Directions for this task: Reproduce the records. Keep every word exact and include no images.

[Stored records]
-- -- --

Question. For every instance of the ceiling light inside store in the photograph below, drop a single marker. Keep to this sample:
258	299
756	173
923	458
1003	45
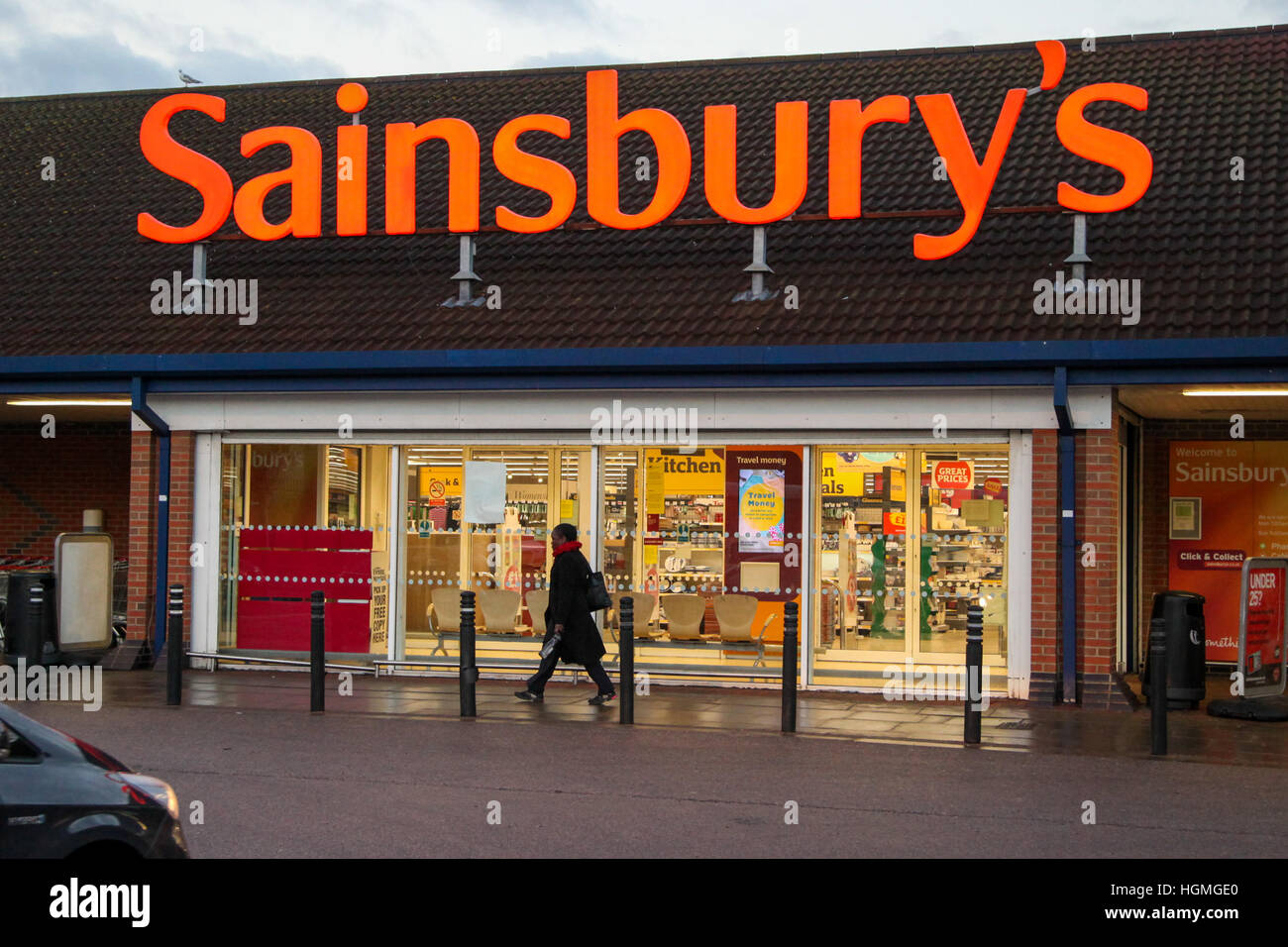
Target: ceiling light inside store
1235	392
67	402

-- -- --

Exercise answer:
Question. For every instance of the ceiling light inside store in the photograph below, drop a single marker. Keep to this sample:
258	299
756	173
923	458
1003	45
Target: ceiling light inside store
1235	392
67	402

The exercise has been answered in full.